Source document =>
# raccoon in chimney



## Lefty (Sep 20, 2008)

My mom, who lives alone, has a raccoon living in one of her chimneys. I discovered it when asleep when I opened the flue (closed it real fast because I did not want that thing dropping down and mad in a closed room with me). Can't shoot him in the residential neighborhood. Don't necessarily want to kill him anyway as he is not close to pheasant habitat. Are ***** in chimneys common? Any stories? What is the best way to get rid of him?

thanks


----------



## Bax* (Dec 14, 2008)

When I was about 12 my pops was called to remove a raccoon from a chimney on Walker Lane. Once he caught the raccoon, the owner sealed up the chimney to prevent the animal from returning and then asked that the animal be released. A few weeks later he got a call from another person in the same area saying they had a raccoon in their chimney and needed it removed. So he removed it and the owner asked that it be released, and sure enough the raccoon returned for a third time in another person's chimney a few blocks away. So.... after receiving a third request to release the raccoon, my dad said that he would release it out of the area and he took it out and released it from a trap and promptly shot it.


----------



## xxxxxxBirdDogger (Mar 7, 2008)

Invader Zim runs a business called Critter Control. He specializes in this kind of thing. 
801-444-1235 or 1-800-Critter


----------



## justuspr (Mar 3, 2009)

You have to get them out then put a cover over the chimney or they'll just be back in a year or two. Have a chimny company give her quote for capping the chimney (100-150 bucks most likely)


----------



## Lefty (Sep 20, 2008)

THANKS


----------



## lehi (Sep 13, 2007)

I would call Zim. I hear he is immune to rabies.


----------



## Bears Butt (Sep 12, 2007)

Raccoons are like cats, you take them away and release them and a few days later there they are again. You should kill them as they are a menace whether they are near pheasants or not. They will get into everything and they eat everything. They can carry rabies and they kill cats, dogs etc. Nothing is exempt from a raccoon. They all need to be dead.


----------



## OKEE (Jan 3, 2008)

Get it out before it has babies . Then the fun really starts.


----------



## Snipe (Dec 4, 2008)

If you catch them isn't it unlawful to release them. Pretty sure you have to kill them.


----------



## Al Hansen (Sep 7, 2007)

Bowl of ammonia in the fire pit. When the raccoon leaves (and the babies) cover the chimney with a wire mesh cover. Then trim the trees and bushes so they can't get to the roof.


----------



## Mojo1 (Sep 8, 2007)

Build a fire in the fire place, pretty sure he will leave on his own accord, if he don't you can have barbqued **** for supper.


----------



## Bax* (Dec 14, 2008)

Al Hansen said:


> Bowl of ammonia in the fire pit. When the raccoon leaves (and the babies) cover the chimney with a wire mesh cover. Then trim the trees and bushes so they can't get to the roof.

Questions on the material =>
**1.** In the raccoon-in-chimney thread, what cost does justuspr estimate for having a chimney company cap the chimney?
**2.** Carry on the raccoon-in-chimney thread from the point where it stops.

(Items excerpted from a collection)
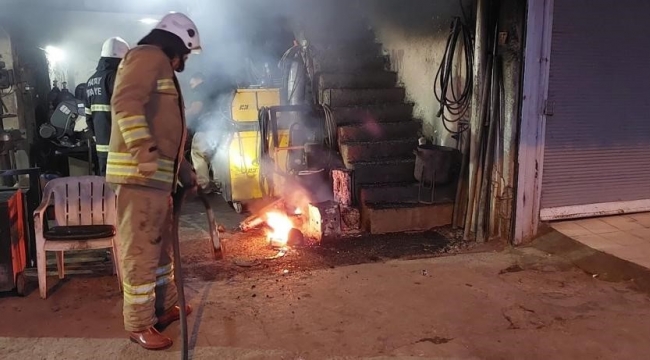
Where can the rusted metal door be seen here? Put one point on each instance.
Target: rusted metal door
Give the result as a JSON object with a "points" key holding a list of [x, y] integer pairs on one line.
{"points": [[597, 152]]}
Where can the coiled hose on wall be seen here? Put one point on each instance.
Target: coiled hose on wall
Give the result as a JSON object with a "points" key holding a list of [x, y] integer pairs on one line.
{"points": [[455, 103]]}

Response list =>
**1.** Most likely 100 to 150 dollars.

**2.**
Thats an idea that I have never heard before. Have you used it in the past Al?


----------



## Al Hansen (Sep 7, 2007)

Bax* said:


> [quote="Al Hansen":xwsc70r1]Bowl of ammonia in the fire pit. When the raccoon leaves (and the babies) cover the chimney with a wire mesh cover. Then trim the trees and bushes so they can't get to the roof.


Thats an idea that I have never heard before. Have you used it in the past Al?[/quote:xwsc70r1]

Not I , but the neighbor tried the flash fire with newspaper method. Worked like a charm but it left the babies behind the flue. Tried the ammonia and momma came back got the babies out and vacated the chimney. The ammonia worked great. He found it on the internet.


----------



## Bax* (Dec 14, 2008)

Cool idea! I wouldn't have considered that at all


----------



## troutscout (Feb 12, 2009)

This happened to my grandparents. Start a small fire, barely open the flu and smoke him out! Then get some chicken wire and build a chimney cap. Worked great!


----------



## Jed (Feb 25, 2009)

We used to get racoons in our yard a lot when we had a cat that we fed outside. The racoons were attracted to the cat food. I couldn't belive it when I first saw them because we lived in SLC proper. I understand they pretty much live everywhere now from one end of the state to the other. I see them dead on the highways all the time. I hear around 50% of raccons have rabies. I'd avoid them at all costs.


----------



## KattTraxx (Sep 10, 2007)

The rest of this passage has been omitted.